Requirement | Reproduce all of the data exactly. Images are not to appear in the reply.

Data extracts |

----

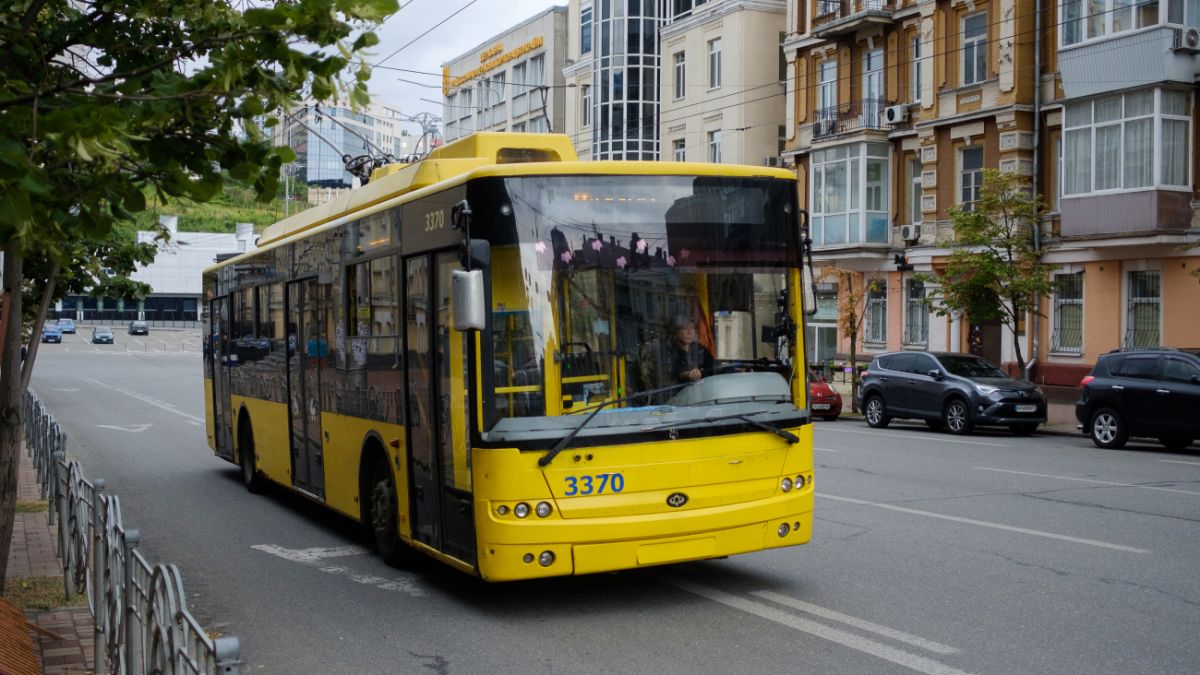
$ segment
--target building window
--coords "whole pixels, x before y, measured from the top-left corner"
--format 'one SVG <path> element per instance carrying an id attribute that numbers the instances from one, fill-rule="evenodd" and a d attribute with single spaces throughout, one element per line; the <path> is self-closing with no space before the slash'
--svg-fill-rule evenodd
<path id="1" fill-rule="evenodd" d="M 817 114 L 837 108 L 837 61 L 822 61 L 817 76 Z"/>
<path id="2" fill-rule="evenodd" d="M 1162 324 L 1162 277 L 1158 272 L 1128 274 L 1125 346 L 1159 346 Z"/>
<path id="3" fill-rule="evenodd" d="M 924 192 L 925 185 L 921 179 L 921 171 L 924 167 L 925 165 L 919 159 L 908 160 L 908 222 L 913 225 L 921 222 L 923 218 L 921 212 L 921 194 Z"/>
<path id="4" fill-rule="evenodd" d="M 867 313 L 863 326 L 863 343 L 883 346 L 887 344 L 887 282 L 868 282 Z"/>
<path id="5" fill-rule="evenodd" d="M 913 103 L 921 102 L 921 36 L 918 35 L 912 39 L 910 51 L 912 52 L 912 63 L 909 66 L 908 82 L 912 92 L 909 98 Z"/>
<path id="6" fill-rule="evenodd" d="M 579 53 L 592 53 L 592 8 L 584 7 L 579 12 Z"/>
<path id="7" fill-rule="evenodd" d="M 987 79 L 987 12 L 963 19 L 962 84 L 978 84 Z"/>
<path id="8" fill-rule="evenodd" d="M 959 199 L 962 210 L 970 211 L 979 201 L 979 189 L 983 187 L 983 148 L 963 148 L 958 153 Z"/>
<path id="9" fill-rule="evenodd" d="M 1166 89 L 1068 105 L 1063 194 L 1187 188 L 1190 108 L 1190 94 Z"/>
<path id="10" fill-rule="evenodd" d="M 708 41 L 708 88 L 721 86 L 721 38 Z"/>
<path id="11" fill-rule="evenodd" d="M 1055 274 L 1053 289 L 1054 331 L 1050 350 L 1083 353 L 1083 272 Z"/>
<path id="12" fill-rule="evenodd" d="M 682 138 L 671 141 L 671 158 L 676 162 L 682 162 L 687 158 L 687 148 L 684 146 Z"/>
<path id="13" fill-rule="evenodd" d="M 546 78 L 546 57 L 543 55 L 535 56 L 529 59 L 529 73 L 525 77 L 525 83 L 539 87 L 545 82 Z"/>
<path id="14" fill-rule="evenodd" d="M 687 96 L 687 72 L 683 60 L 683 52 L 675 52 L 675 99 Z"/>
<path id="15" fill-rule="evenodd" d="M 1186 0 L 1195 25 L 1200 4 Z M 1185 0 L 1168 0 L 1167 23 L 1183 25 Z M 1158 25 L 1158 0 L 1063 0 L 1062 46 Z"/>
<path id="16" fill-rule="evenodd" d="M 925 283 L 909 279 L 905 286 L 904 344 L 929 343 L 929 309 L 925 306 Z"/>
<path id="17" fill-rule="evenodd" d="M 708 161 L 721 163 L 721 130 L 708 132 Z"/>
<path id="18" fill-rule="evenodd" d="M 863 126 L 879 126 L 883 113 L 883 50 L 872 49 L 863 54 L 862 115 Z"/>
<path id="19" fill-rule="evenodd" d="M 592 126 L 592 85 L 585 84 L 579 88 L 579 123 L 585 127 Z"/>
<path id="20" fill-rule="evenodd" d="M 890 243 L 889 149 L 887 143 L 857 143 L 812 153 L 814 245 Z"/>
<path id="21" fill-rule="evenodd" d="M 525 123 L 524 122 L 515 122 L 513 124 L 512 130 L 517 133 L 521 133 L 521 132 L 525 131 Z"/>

----

Task answer |
$ segment
--target building window
--coords "whole pixels, x before y, measured from the top-left corner"
--format 'one SVG <path> element per instance carrying an id attribute that numbers the instances from one, fill-rule="evenodd" and a d attribute with single spaces throughout, one element per line; the <path> is self-closing with no space before the slash'
--svg-fill-rule evenodd
<path id="1" fill-rule="evenodd" d="M 817 114 L 837 108 L 837 61 L 822 61 L 817 76 Z"/>
<path id="2" fill-rule="evenodd" d="M 1162 324 L 1162 277 L 1158 272 L 1128 274 L 1125 346 L 1159 346 Z"/>
<path id="3" fill-rule="evenodd" d="M 924 192 L 925 185 L 921 179 L 921 171 L 924 167 L 925 165 L 919 159 L 908 160 L 908 222 L 913 225 L 921 222 L 923 218 L 921 212 L 921 194 Z"/>
<path id="4" fill-rule="evenodd" d="M 867 313 L 863 326 L 863 343 L 883 346 L 887 344 L 887 282 L 868 282 Z"/>
<path id="5" fill-rule="evenodd" d="M 913 103 L 921 102 L 921 36 L 918 35 L 912 39 L 910 51 L 912 52 L 912 63 L 909 66 L 908 82 L 912 92 L 909 98 Z"/>
<path id="6" fill-rule="evenodd" d="M 579 53 L 592 53 L 592 8 L 584 7 L 579 12 Z"/>
<path id="7" fill-rule="evenodd" d="M 987 79 L 987 12 L 963 19 L 962 84 L 978 84 Z"/>
<path id="8" fill-rule="evenodd" d="M 959 199 L 962 210 L 970 211 L 979 201 L 979 189 L 983 187 L 983 148 L 963 148 L 958 153 Z"/>
<path id="9" fill-rule="evenodd" d="M 1166 89 L 1068 105 L 1063 194 L 1187 188 L 1190 108 L 1190 94 Z"/>
<path id="10" fill-rule="evenodd" d="M 708 41 L 708 88 L 721 86 L 721 38 Z"/>
<path id="11" fill-rule="evenodd" d="M 1055 274 L 1053 289 L 1054 331 L 1050 350 L 1083 353 L 1083 272 Z"/>
<path id="12" fill-rule="evenodd" d="M 682 138 L 671 141 L 671 158 L 676 162 L 682 162 L 687 158 L 687 148 L 684 146 Z"/>
<path id="13" fill-rule="evenodd" d="M 546 78 L 546 57 L 543 55 L 535 56 L 529 59 L 529 73 L 525 77 L 525 83 L 539 87 L 545 82 Z"/>
<path id="14" fill-rule="evenodd" d="M 687 96 L 687 72 L 683 60 L 683 52 L 675 52 L 675 99 Z"/>
<path id="15" fill-rule="evenodd" d="M 1186 0 L 1195 25 L 1200 4 Z M 1185 0 L 1168 0 L 1167 23 L 1183 25 Z M 1158 25 L 1158 0 L 1063 0 L 1062 46 Z"/>
<path id="16" fill-rule="evenodd" d="M 925 283 L 909 279 L 905 286 L 904 344 L 929 343 L 929 309 L 925 306 Z"/>
<path id="17" fill-rule="evenodd" d="M 708 161 L 721 163 L 721 130 L 708 132 Z"/>
<path id="18" fill-rule="evenodd" d="M 863 126 L 879 126 L 883 113 L 883 50 L 872 49 L 863 54 L 862 115 Z"/>
<path id="19" fill-rule="evenodd" d="M 592 126 L 592 85 L 585 84 L 579 88 L 579 123 L 585 127 Z"/>
<path id="20" fill-rule="evenodd" d="M 890 243 L 889 149 L 887 143 L 857 143 L 812 153 L 814 245 Z"/>
<path id="21" fill-rule="evenodd" d="M 525 123 L 524 122 L 515 122 L 513 124 L 512 130 L 517 133 L 521 133 L 521 132 L 525 131 Z"/>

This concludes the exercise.